• TRY IT:
Summarize the news roundup on Vatican appointments in two sentences.

• PAGE EXCERPT:
^^^^

Friday news roundup August 7, 2020
Pope Francis appointed six women to senior positions at the Vatican. Of the seven new laypeople the Pope appointed to the Vatican’s Council for the Economy this week, in what’s been called a “historic first,” six are women. The council is made up of eight cardinals and seven experts with financial expertise. The overall percentage of women working within the Holy See and Vatican City remains low but has increased over the last ten years, from 17% in 2010, to 22% in 2019. “Pope Francis ... has affirmed that the Catholic Church needs more women in leadership positions. In the Vatican and the Roman Curia, he is gradually preparing the ground,” said Vatican News in 2019.

^^^^

Dataset entries:
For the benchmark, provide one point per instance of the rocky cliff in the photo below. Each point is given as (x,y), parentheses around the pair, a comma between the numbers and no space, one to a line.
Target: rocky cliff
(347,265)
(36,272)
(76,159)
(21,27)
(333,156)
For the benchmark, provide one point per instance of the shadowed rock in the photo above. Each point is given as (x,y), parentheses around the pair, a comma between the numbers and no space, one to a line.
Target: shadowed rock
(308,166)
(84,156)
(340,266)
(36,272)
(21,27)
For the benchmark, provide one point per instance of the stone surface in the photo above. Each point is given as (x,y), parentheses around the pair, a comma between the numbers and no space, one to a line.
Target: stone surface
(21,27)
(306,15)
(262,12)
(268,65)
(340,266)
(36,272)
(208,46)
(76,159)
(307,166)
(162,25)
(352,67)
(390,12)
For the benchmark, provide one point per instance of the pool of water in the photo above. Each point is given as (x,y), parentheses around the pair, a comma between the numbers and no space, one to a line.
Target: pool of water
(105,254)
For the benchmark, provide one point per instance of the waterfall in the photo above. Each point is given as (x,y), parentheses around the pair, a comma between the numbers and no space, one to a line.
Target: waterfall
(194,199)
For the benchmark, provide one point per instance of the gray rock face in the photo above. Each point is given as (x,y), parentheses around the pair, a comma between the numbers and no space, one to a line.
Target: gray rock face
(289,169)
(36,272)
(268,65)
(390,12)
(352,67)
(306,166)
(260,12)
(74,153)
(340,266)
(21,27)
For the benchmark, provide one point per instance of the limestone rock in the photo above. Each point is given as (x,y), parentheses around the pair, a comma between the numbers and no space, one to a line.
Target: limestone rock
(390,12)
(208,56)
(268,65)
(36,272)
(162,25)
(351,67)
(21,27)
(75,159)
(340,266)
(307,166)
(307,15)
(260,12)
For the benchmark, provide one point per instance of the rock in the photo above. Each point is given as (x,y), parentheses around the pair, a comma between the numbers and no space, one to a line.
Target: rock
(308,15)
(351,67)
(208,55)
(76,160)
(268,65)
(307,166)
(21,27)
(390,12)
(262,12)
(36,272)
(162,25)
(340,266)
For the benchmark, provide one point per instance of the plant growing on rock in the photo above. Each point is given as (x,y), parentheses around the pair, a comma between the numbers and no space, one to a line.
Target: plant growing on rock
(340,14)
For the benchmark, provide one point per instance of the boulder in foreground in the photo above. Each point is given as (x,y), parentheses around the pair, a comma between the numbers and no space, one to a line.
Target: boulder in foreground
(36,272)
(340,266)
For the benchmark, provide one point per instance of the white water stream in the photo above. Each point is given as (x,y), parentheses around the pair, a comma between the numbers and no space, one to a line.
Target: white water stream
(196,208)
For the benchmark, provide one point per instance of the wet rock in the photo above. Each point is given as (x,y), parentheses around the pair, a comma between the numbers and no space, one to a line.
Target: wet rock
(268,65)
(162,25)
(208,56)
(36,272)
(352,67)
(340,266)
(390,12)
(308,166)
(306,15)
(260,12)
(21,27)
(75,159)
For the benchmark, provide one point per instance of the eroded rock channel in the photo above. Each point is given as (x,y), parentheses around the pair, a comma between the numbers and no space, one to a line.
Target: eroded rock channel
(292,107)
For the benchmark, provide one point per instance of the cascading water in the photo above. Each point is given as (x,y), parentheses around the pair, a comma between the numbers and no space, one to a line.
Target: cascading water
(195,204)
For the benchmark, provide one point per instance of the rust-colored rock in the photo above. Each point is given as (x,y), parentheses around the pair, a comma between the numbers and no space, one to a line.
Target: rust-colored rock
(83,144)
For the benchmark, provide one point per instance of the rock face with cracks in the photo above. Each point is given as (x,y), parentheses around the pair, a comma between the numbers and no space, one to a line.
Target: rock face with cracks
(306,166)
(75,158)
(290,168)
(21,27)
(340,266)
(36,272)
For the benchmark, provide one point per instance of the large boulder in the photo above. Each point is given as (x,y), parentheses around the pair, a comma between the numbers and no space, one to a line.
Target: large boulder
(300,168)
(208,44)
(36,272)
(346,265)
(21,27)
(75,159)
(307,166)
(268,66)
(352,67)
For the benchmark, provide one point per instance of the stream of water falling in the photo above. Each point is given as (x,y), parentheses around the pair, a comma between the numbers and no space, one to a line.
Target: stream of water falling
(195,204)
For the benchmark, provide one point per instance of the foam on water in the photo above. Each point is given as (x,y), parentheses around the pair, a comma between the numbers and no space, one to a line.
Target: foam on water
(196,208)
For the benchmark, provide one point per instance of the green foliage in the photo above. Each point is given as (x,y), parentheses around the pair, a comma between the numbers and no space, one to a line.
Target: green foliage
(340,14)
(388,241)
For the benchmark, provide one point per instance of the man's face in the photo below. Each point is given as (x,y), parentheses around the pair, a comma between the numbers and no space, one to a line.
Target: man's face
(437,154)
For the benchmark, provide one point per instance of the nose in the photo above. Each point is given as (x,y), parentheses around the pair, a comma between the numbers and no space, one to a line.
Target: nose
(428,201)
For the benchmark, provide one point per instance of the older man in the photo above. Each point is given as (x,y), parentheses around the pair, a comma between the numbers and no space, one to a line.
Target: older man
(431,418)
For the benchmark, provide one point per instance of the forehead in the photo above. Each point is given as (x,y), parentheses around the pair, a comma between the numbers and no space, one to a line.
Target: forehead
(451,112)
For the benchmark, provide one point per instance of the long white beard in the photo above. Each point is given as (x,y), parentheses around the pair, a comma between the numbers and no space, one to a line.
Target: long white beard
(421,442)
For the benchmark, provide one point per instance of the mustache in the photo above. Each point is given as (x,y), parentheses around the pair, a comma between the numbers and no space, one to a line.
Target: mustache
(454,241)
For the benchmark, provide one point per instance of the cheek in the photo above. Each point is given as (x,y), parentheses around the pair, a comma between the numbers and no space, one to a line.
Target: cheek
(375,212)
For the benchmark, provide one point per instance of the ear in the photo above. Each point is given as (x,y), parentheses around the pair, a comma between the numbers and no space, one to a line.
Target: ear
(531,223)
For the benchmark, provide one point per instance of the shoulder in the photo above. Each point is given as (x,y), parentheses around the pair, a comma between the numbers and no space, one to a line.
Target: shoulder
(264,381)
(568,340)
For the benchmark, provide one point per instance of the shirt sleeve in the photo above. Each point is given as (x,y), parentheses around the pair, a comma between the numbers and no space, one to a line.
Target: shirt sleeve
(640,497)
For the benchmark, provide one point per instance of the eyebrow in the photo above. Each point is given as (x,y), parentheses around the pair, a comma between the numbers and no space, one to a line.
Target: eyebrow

^^^^

• ANSWER TO THE PROBLEM:
Pope Francis appointed seven new laypeople to the Vatican's Council for the Economy, six of them women, in what has been called a "historic first." The share of women working in the Holy See and Vatican City remains low but rose from 17% in 2010 to 22% in 2019.